(Reading passage):
You’ve probably heard the Super Bowl pot jokes (“We’re going to have a smokin’ bowl this year”), because the Denver Broncos and Seattle Seahawks are both from America’s only states where recreational marijuana is available (although New York and New Jersey are hosting the game.) It’s mildly funny, and author Clint Werner, author of “Marijuana: Gateway to Health,” sees value in the joking.
“Washington and Colorado’s legalization [of marijuana] have opened up the dialog,” he told an audience last week at the San Francisco Main Library. “Marijuana is no longer completely illegal.”
Werner, a journalist and marijuana advocate living in San Francisco, notes that medical benefits of the plant have been suppressed since the 1930s. He focused on current research showing marijuana’s beneficial qualities for types of cancers. He cited a study showing that males using marijuana have “a significantly lower chance” of getting bladder cancer than non-users. A study of people who were heavy marijuana smokers expected to find increased risk of lung cancer; Werner says the results showed the opposite.
“Alcohol is pro-cancer,” he declares, while marijuana “has an anti-tumor quality.” He sees it as being especially useful for conditions related to inflammation, such as migraine headaches. (Some audience members nodded in agreement, apparently from personal experience.)
The studies producing these results were not cited, which is just as well, since the presentation was already overly technical at times. They are probably outlined in the book.
But what about people who can’t smoke, or don’t want to, or don’t want the psychoactive effect? That’s the purpose of tinctures, salves and low-dose “edibles,” he says. Someone he knows likes to claim that a daily “puff is enough” to ward off certain serious conditions.
But marijuana famously makes users spacey, and causes short-term memory loss. That can be overcome, says Werner. He likened it to the first time we do anything. People learn how to modulate the effect with proper use. And, he adds, it is only short-term memory, which returns.
Werner replies to the volatile question, “What about the children?” with a question of his own: “What about the parents?” Kids won’t get into trouble with pot if their parents do their jobs. And he stresses that teens younger than about 18 should not be smoking at all. “They need to be concentrating on other things.” Their brains are still developing.

(Material supplied):
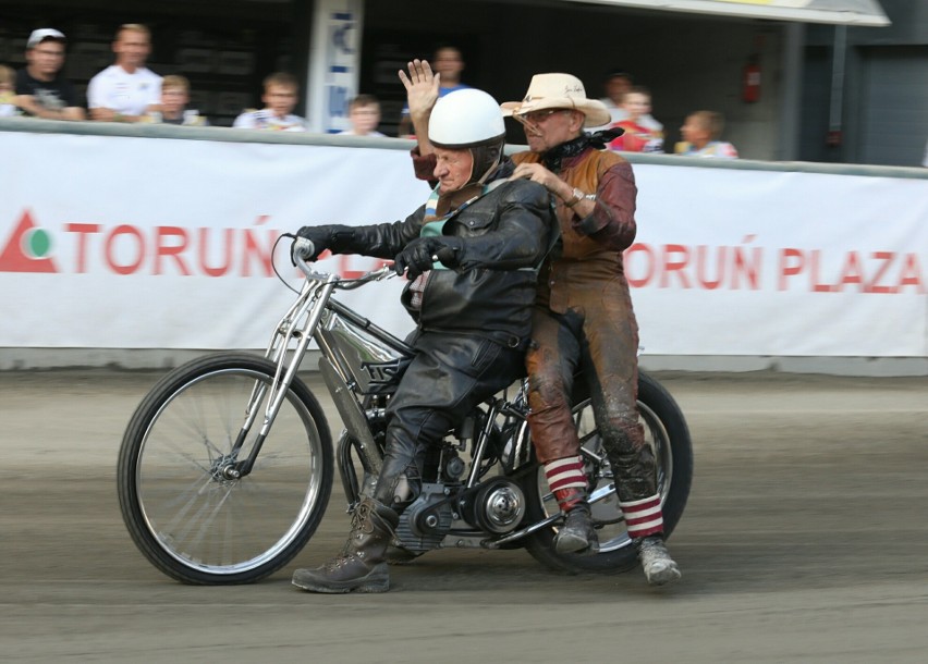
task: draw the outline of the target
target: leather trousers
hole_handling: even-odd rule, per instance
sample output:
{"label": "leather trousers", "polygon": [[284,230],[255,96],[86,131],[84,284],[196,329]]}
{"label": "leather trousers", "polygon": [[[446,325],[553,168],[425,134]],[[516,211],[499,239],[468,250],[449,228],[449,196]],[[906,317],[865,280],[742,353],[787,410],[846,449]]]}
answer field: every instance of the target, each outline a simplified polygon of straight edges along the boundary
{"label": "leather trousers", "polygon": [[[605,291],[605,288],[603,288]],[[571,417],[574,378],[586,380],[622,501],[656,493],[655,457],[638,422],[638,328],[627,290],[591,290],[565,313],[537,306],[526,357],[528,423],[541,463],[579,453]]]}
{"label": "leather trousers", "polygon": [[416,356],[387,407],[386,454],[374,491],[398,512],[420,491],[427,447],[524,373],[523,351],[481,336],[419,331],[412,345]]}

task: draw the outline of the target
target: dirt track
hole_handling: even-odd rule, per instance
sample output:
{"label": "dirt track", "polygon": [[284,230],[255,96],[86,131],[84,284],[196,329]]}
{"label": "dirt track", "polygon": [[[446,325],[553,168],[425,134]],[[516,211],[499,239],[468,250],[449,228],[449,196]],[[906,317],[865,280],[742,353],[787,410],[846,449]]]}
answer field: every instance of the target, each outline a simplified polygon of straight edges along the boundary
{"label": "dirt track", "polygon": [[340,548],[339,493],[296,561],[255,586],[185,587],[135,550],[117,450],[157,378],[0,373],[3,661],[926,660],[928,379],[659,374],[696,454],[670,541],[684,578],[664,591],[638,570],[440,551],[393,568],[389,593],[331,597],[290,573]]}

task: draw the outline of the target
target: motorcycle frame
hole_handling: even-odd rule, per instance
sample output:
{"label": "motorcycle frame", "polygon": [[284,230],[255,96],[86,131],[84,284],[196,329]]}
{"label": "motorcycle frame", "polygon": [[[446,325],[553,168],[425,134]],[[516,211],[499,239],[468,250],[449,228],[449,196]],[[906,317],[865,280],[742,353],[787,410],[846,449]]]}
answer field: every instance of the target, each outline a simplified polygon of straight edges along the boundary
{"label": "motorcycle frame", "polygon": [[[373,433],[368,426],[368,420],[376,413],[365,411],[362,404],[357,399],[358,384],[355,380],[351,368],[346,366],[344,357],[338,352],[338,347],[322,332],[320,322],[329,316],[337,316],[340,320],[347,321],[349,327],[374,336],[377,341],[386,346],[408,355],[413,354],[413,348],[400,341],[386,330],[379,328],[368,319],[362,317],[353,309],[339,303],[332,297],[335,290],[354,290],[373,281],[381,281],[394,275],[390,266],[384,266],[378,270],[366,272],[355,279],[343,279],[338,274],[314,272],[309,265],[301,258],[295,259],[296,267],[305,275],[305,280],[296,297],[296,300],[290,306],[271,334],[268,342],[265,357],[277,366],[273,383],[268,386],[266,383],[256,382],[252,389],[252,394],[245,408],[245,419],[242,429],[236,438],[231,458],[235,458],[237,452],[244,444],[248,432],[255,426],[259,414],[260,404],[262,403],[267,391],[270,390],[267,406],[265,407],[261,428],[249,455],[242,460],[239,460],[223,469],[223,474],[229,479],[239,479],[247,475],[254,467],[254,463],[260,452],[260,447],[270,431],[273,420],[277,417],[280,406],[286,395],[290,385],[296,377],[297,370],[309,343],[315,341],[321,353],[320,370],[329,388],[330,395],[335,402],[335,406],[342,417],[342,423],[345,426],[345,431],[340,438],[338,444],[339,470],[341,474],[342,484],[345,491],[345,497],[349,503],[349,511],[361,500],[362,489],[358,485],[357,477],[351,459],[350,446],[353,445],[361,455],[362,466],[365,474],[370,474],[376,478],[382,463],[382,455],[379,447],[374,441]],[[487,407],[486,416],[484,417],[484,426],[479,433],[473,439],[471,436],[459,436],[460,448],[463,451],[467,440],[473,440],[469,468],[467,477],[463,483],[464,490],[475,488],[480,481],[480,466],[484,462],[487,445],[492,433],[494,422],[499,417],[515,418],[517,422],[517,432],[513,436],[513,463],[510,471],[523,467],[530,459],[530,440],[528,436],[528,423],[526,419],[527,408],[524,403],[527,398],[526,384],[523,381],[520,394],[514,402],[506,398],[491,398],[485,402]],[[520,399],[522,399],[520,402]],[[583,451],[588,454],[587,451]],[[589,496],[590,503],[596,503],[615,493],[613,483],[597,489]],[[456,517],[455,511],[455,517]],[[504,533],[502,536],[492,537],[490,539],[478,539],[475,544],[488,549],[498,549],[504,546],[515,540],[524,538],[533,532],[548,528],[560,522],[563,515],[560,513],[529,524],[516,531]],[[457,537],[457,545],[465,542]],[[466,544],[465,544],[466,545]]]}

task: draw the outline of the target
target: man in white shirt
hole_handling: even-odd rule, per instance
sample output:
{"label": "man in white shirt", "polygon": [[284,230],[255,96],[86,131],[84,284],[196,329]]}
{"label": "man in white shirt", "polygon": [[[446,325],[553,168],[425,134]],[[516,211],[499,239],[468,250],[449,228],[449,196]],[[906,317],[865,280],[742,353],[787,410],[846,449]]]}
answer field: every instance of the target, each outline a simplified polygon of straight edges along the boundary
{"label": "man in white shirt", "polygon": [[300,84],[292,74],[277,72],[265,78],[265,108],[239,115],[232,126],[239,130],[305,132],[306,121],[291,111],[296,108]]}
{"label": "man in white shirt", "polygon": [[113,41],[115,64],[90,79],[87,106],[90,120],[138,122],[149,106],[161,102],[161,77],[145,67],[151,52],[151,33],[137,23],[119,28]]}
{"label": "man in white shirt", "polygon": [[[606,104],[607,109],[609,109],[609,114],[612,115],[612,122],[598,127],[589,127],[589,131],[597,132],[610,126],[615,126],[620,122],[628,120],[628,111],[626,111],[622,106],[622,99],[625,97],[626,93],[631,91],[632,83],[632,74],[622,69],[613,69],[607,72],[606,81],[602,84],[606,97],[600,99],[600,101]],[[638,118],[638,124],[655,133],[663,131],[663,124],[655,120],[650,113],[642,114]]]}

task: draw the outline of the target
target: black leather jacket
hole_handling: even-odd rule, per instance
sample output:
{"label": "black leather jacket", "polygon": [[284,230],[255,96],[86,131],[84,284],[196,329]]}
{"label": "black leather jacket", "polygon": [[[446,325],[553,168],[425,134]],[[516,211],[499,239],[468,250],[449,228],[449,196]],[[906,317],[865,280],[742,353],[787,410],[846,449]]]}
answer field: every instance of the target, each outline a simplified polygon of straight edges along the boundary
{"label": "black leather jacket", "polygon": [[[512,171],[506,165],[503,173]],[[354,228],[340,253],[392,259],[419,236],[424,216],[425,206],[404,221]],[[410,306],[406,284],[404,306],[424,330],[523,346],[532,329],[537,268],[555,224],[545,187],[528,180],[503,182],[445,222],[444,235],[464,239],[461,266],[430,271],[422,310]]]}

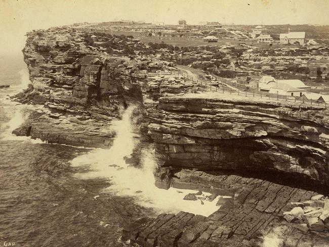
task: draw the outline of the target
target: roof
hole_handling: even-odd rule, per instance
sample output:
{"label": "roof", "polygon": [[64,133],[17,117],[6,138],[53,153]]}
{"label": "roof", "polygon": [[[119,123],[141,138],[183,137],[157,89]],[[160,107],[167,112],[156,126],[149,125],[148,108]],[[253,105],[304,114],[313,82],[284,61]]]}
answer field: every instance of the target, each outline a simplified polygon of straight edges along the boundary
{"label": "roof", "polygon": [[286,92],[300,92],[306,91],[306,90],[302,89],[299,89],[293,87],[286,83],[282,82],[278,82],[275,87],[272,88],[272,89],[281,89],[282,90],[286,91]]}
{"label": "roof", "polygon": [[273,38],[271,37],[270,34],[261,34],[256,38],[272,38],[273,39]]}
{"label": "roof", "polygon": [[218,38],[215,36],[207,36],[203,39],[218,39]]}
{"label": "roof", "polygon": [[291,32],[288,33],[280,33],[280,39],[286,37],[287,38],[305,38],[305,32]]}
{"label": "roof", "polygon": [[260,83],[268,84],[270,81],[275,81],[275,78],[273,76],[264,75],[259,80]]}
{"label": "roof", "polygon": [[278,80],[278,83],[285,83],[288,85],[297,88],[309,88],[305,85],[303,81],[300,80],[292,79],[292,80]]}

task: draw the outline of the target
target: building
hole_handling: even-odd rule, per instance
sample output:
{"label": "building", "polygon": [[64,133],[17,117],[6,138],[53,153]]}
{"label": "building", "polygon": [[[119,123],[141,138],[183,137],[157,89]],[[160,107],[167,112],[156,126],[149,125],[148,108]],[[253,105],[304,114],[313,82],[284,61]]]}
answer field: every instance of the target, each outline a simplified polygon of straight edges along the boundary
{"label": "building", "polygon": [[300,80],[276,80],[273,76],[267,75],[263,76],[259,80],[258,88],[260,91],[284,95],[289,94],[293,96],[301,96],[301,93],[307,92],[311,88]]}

(Exercise brief):
Reproduce everything in the marijuana article from "But what about" down to "certain serious conditions.". The entries are drawn from a separate source.

(Problem solution):
But what about people who can’t smoke, or don’t want to, or don’t want the psychoactive effect? That’s the purpose of tinctures, salves and low-dose “edibles,” he says. Someone he knows likes to claim that a daily “puff is enough” to ward off certain serious conditions.